Port: North Dakota's Supreme Court is close to manufacturing a right to an abortion in the state constitution
"The question of legal abortion, as difficult as it is, should be left to our legislatures and the ballot box. Not a bunch of lawyers in a courtroom."
MINOT, N.D. — Back in 2020, it was clear that the North Dakota Supreme Court wanted to impose, amid the COVID-19 pandemic, a moratorium on residential evictions, so the court invented a premise that allowed them to do so.
Under the auspices of their authority as administrators of the state court system, the justices stopped residential evictions . That this was an explicitly political move, and not a health-driven decision, was clear from the court stopping residential eviction proceedings while commercial evictions and other sorts of proceedings were still allowed to go forward.
This was a policy decision — again, a political decision — that the legislative or executive branches should have made. But the court made it instead. The justices wanted a certain political outcome, and they found a way to get it.
Which seems very much in line with how Chief Justice Jon Jensen sees his job. "I think judges like to help people," Jensen said shortly after being sworn into the court back in 2017 . "And I think you're no longer an advocate but you're in some ways finding the legal solution, but the solution."
That's a fundamentally incorrect view of the role of the courts in our society, yet it's showing up in how Jensen's court is doing its job, specifically in the post-Roe v. Wade litigation over North Dakota's near-total ban on abortions.
In issuing an opinion upholding a ridiculous district court decision to roadblock a bipartisan law duly passed by the elected representatives of the people, the court has laid the groundwork for inventing a right to an abortion in the state constitution.
To be clear, the court hasn't established a total right to an abortion. Not yet. Rather, the court has found one only in instances where the life and health of the mother are at risk, and that's where things get confusing.
"After review of North Dakota’s history and traditions, and the plain language of article I, section 1 of the North Dakota Constitution, it is clear the citizens of North Dakota have a right to enjoy and defend life and a right to pursue and obtain safety, which necessarily includes a pregnant woman has a fundamental right to obtain an abortion to preserve her life or her health," Chief Justice Jon Jensen wrote in the court's opinion.

▸ DATA SECTION:
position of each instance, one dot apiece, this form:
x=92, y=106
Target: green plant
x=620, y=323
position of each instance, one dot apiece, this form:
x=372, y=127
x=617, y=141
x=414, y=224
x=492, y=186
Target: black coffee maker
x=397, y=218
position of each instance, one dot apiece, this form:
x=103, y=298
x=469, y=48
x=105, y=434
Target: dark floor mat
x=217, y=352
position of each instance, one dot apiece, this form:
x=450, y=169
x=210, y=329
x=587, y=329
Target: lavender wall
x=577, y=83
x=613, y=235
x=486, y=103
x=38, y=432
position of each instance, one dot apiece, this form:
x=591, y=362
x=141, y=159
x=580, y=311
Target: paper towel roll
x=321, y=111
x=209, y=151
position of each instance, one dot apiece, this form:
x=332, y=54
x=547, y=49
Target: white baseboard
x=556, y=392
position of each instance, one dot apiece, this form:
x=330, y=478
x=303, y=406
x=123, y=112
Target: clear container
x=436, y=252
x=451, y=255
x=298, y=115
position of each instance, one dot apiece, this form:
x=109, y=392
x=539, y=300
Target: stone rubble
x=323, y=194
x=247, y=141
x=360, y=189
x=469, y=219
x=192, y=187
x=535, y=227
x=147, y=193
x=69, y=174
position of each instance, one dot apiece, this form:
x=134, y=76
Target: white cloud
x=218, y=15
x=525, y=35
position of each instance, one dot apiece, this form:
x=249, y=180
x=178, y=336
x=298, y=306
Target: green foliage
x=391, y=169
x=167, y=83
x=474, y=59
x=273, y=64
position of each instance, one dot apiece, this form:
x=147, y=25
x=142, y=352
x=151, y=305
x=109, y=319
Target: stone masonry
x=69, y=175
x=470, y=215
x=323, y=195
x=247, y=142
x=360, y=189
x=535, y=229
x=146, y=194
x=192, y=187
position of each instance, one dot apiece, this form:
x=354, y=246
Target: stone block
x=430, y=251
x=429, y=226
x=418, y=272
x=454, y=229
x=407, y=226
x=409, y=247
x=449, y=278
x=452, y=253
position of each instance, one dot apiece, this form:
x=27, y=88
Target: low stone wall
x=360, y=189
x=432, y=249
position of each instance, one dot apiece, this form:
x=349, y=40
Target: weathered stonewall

▸ EXERCISE INSTRUCTIONS:
1. Reproduce the part of the column on North Dakota's Supreme Court that starts at "Which seems very" and ends after "the state constitution.".
2. Carry on the column on North Dakota's Supreme Court and abortion, starting after its final paragraph.

▸ ANSWERS BY ITEM:
1.
Which seems very much in line with how Chief Justice Jon Jensen sees his job. "I think judges like to help people," Jensen said shortly after being sworn into the court back in 2017 . "And I think you're no longer an advocate but you're in some ways finding the legal solution, but the solution."
That's a fundamentally incorrect view of the role of the courts in our society, yet it's showing up in how Jensen's court is doing its job, specifically in the post-Roe v. Wade litigation over North Dakota's near-total ban on abortions.
In issuing an opinion upholding a ridiculous district court decision to roadblock a bipartisan law duly passed by the elected representatives of the people, the court has laid the groundwork for inventing a right to an abortion in the state constitution.

2.
The court has left open the question of abortion in instances where the mother simply doesn't want to get pregnant, but it's not hard to see what direction they're going. Under these fuzzy auspices, any abortion might be justified as long as some medical professional is willing to say that it's necessary for the life and health of the mother.
At no point in the history of this state has a single word been added to our state constitution with the intent of creating a right to an abortion. But now the state Supreme Court has found one so substantial that they're concluded, in this opinion upholding the district court's injunction against North Dakota's ban, that the pro-choice groups challenging the law will likely be successful.
Few of you are going to be willing to set aside your feelings on abortion and consider the process at work here, but I'm going to ask you to do it anyway: Should our laws be written by lawmakers, or judges?
This opinion from the court is going to inspire a lot of strong reactions from the public, and those reactions are going to be rooted in how the people feel about abortion, but we need to set that issue aside and focus on the fact that this court has shown a willingness to go arrogate to themselves the authority to legislate.
The question of legal abortion, as difficult as it is, should be left to our legislatures and the ballot box. Not a bunch of lawyers in a courtroom.